### REQUIRED WORK
List every line of the items below that contains the string "outline", copying each line in full and treating uppercase and lowercase as different.

### AVAILABLE DATA
----------
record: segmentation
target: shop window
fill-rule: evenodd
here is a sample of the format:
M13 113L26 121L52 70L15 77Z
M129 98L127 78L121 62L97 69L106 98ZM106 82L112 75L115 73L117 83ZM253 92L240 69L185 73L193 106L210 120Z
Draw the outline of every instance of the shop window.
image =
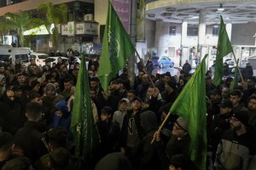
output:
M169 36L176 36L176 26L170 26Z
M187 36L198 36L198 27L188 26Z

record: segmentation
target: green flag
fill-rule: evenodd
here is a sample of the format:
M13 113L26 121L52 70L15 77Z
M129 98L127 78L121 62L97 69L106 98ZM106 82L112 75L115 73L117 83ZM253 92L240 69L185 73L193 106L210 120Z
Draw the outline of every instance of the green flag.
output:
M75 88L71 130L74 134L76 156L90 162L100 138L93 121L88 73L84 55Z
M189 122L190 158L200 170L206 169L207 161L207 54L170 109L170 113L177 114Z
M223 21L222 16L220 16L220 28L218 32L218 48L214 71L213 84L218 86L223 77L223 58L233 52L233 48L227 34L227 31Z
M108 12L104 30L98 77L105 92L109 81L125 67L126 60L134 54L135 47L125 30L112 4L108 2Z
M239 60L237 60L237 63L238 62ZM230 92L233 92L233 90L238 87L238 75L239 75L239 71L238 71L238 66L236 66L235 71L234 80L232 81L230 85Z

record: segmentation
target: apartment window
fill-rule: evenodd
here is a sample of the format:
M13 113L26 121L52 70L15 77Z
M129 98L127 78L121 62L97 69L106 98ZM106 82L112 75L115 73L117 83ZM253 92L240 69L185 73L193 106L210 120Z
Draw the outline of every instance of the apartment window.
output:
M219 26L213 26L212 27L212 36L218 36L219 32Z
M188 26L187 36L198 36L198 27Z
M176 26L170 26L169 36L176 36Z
----------
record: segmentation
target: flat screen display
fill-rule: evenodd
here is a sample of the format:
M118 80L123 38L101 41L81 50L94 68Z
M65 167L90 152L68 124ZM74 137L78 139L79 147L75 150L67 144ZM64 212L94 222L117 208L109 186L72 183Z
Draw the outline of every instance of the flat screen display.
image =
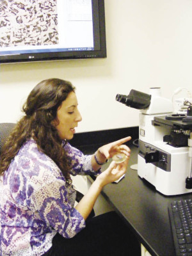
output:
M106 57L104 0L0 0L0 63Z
----------
### RESULT BELOW
Draw the outline of every instance of the shop window.
Draw the outline of every instance of the green flag.
Draw the outline of every instance of the apartment window.
Draw the outline of every instance of the flat screen display.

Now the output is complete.